▸ PROBLEM STATEMENT: Give again exactly the lines that stretch from the one with "of the brick" to the end of the data below, including both of those lines and nothing else.

▸ EXERCISE INPUT:

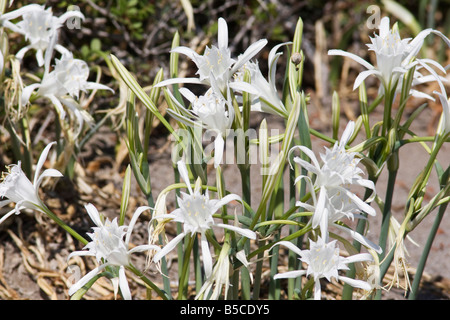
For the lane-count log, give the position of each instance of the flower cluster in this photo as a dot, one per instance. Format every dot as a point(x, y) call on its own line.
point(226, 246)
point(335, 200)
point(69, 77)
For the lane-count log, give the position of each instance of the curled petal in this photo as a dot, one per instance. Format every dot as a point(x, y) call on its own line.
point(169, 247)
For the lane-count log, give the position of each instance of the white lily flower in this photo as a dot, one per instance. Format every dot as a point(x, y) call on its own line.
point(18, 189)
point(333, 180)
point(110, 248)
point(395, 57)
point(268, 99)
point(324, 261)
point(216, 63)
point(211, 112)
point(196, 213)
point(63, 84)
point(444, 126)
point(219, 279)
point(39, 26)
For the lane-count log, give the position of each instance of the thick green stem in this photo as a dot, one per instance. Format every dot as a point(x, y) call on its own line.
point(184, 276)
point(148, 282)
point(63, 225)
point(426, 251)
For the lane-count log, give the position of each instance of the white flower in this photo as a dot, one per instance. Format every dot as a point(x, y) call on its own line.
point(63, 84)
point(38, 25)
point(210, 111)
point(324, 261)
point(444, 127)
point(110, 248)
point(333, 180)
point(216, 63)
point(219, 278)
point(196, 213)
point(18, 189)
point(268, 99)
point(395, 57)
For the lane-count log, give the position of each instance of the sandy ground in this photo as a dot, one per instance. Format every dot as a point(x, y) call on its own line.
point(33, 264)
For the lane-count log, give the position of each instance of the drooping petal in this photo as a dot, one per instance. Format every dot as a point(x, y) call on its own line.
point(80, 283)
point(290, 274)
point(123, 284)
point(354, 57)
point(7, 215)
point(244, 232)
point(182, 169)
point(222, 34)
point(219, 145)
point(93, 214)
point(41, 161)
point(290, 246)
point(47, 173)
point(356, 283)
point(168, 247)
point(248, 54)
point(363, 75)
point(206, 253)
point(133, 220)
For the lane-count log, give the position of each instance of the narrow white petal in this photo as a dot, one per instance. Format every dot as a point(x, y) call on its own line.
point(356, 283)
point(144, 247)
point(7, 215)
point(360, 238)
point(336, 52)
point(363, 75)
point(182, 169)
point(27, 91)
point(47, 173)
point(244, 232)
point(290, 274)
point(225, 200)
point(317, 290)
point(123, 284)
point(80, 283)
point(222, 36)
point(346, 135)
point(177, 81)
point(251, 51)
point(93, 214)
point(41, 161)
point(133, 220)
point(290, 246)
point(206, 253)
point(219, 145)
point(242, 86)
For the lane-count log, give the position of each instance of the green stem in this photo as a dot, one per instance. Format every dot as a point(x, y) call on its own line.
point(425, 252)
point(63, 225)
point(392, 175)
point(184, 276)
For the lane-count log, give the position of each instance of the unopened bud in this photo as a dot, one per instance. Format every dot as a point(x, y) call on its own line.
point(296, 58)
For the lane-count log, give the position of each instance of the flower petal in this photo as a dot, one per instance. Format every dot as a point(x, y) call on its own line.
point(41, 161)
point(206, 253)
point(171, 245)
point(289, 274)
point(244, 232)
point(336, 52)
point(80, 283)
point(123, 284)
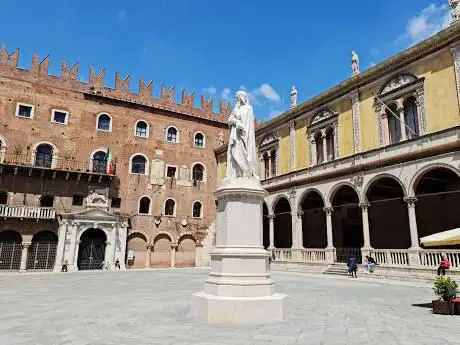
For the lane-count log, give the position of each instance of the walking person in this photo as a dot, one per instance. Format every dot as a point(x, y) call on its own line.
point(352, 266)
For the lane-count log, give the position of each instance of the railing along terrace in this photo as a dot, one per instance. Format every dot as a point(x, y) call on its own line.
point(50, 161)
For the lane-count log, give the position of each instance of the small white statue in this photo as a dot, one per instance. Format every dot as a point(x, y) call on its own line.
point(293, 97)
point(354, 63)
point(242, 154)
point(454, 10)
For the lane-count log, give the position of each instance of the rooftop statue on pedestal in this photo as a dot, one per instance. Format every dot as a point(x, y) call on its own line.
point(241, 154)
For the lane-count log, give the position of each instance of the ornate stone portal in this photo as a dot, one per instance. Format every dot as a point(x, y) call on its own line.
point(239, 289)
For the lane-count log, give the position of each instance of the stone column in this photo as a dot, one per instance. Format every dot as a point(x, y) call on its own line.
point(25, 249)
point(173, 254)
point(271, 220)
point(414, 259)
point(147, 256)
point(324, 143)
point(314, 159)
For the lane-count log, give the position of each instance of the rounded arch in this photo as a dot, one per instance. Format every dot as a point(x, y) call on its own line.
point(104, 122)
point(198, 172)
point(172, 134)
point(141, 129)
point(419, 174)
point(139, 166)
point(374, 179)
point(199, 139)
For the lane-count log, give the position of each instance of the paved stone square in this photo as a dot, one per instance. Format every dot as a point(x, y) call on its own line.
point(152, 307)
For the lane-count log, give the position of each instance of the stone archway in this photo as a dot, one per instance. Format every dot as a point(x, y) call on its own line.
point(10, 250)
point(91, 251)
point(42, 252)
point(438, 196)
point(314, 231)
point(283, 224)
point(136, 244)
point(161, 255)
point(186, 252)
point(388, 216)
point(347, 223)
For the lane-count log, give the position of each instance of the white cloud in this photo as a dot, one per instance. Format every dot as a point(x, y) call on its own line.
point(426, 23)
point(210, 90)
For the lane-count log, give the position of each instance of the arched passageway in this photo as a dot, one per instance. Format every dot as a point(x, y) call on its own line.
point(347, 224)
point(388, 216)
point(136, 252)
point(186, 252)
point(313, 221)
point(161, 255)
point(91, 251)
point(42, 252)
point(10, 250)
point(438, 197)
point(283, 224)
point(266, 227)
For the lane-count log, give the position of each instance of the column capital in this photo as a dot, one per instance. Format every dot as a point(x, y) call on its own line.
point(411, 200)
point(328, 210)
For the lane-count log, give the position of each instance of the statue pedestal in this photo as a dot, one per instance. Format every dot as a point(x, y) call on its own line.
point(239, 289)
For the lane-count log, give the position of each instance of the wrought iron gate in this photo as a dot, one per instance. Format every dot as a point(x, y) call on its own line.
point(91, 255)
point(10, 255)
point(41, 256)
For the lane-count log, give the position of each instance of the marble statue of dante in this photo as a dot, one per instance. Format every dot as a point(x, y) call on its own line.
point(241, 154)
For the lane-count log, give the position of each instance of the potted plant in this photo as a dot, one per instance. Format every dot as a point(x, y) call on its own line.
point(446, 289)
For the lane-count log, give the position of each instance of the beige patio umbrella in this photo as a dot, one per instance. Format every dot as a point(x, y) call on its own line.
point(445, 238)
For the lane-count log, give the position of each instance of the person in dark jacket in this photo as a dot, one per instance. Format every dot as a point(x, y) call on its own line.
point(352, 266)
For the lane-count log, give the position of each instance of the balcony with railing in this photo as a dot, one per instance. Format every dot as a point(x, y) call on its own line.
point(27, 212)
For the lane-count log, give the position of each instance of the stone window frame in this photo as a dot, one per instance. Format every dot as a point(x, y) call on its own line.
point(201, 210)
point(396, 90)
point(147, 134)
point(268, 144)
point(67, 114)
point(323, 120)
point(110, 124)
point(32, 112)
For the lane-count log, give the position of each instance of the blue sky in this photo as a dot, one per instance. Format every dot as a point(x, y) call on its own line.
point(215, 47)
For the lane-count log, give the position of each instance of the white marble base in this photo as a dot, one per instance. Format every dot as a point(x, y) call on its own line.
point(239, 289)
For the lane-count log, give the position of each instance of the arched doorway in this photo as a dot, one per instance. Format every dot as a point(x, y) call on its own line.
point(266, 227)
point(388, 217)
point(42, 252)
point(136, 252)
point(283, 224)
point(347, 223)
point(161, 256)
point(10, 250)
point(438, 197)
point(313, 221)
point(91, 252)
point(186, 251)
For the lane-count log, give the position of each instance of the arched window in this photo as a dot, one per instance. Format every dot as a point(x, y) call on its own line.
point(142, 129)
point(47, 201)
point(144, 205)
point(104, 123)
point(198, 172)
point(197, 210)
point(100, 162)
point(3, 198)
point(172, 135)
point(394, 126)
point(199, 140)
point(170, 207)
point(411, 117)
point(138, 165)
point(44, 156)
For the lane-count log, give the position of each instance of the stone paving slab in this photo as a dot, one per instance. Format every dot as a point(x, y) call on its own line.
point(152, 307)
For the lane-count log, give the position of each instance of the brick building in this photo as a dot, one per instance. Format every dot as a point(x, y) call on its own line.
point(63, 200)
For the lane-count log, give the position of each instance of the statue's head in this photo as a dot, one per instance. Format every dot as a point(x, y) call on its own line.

▸ OUTPUT OF THE TASK:
For the lane-count log, give the position of each instance of the brick building in this photo as a dot, one per instance. Format every dot as a point(x, y) call on its own line.
point(63, 200)
For the lane-count log, give the position of each instance of the statue's head in this photo as a dot, one per instance. Format every dot as a point(x, y) call on its own line.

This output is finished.